Work item »
Return all of the data exactly as written, without the pictures.

(Collected data entries)
--- START ---

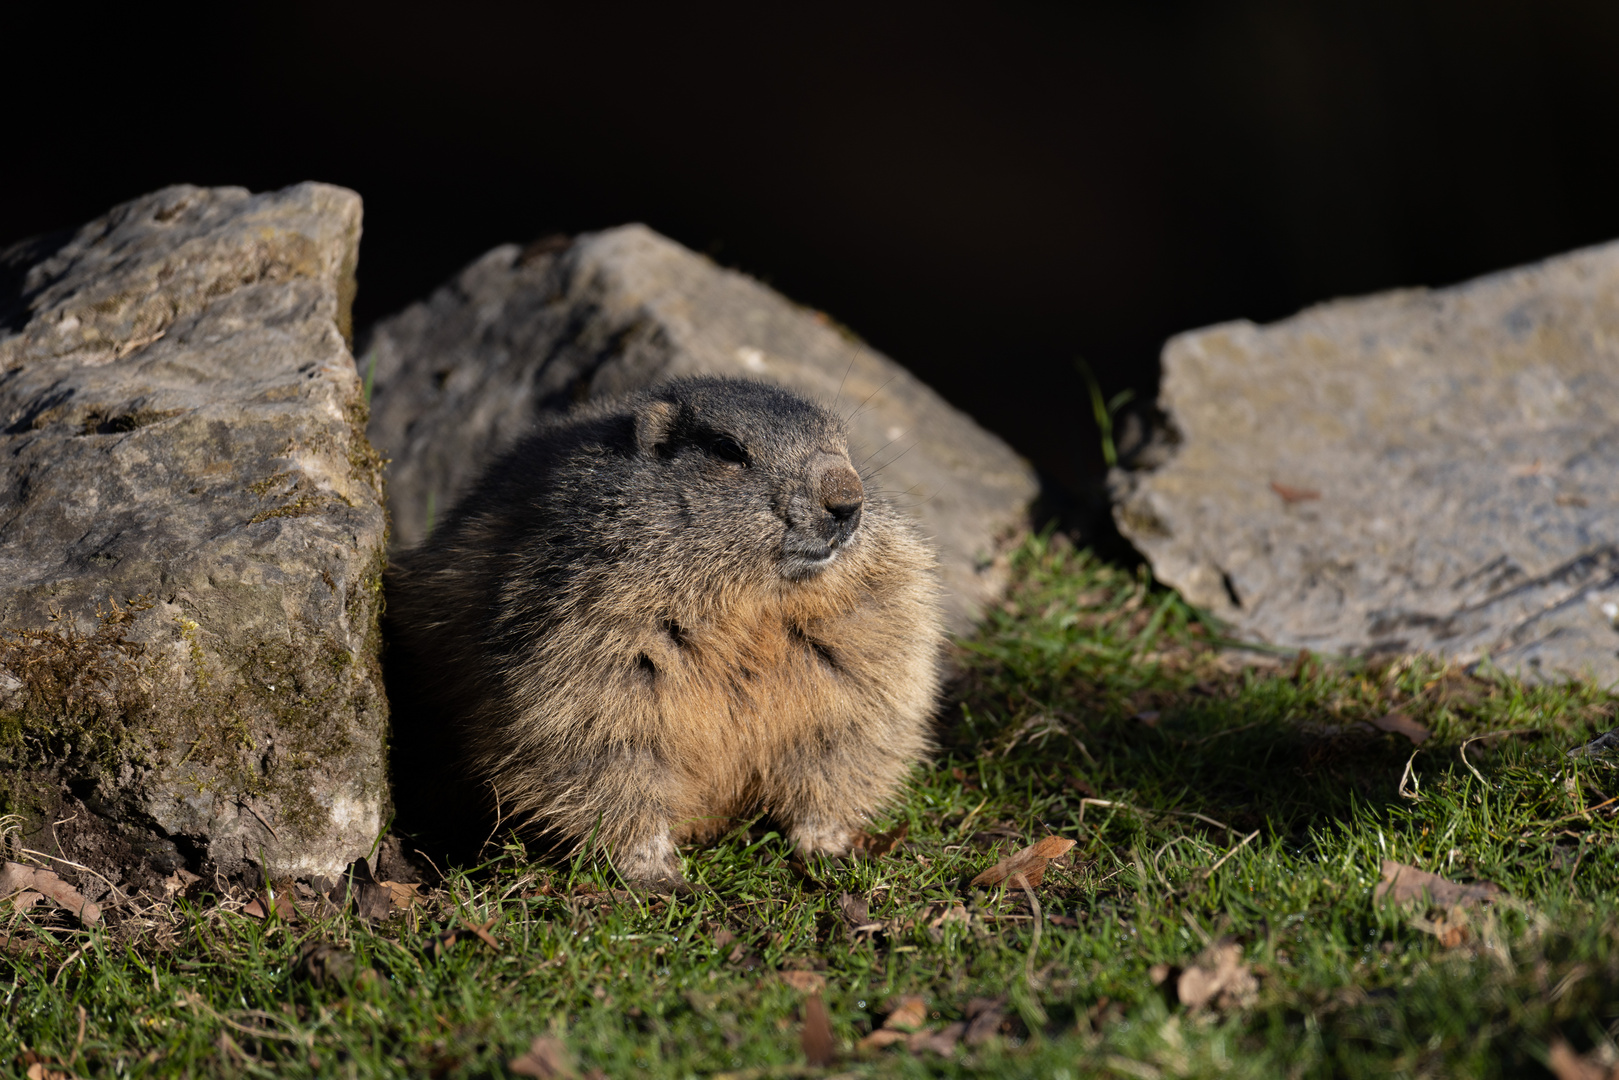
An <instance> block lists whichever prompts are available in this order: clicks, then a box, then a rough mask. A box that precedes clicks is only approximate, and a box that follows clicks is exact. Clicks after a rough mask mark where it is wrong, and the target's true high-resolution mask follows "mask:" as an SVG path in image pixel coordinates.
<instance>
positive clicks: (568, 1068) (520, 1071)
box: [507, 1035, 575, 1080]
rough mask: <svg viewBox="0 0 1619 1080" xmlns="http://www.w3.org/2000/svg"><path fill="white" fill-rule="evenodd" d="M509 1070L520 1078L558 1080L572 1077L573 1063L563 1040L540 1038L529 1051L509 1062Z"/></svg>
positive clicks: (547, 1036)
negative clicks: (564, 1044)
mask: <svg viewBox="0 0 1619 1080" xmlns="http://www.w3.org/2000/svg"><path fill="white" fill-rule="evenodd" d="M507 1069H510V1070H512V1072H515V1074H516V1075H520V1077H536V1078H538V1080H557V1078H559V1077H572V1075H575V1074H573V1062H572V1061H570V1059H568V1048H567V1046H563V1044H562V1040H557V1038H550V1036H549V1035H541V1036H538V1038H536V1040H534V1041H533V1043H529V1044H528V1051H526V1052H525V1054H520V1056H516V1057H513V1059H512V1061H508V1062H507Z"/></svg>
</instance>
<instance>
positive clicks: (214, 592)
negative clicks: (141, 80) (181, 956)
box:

--- END ---

Response »
An <instance> block lists whichever prompts are available in this order: clicks, then a box, then a rough mask. A box that precedes clicks is only approximate, and a box that follows clicks is exact. Clicks after a rough mask mark where it is wrong, and the target's true high-resolution mask follows "mask:" as an SVG path in image pixel coordinates.
<instance>
positive clicks: (568, 1068) (520, 1071)
box: [507, 1035, 575, 1080]
rough mask: <svg viewBox="0 0 1619 1080" xmlns="http://www.w3.org/2000/svg"><path fill="white" fill-rule="evenodd" d="M509 1070L520 1078L558 1080L572 1077L573 1063L563 1040L540 1038L529 1051L509 1062Z"/></svg>
positive clicks: (547, 1036)
negative clicks: (564, 1044)
mask: <svg viewBox="0 0 1619 1080" xmlns="http://www.w3.org/2000/svg"><path fill="white" fill-rule="evenodd" d="M507 1069H510V1070H512V1072H515V1074H516V1075H520V1077H536V1078H538V1080H557V1078H559V1077H572V1075H575V1074H573V1062H572V1061H570V1059H568V1048H567V1046H563V1044H562V1040H557V1038H550V1036H549V1035H541V1036H538V1038H536V1040H534V1041H533V1043H529V1044H528V1051H526V1052H525V1054H520V1056H516V1057H513V1059H512V1061H508V1062H507Z"/></svg>
</instance>
<instance>
positive clicks: (214, 592)
negative clicks: (141, 80) (181, 956)
box:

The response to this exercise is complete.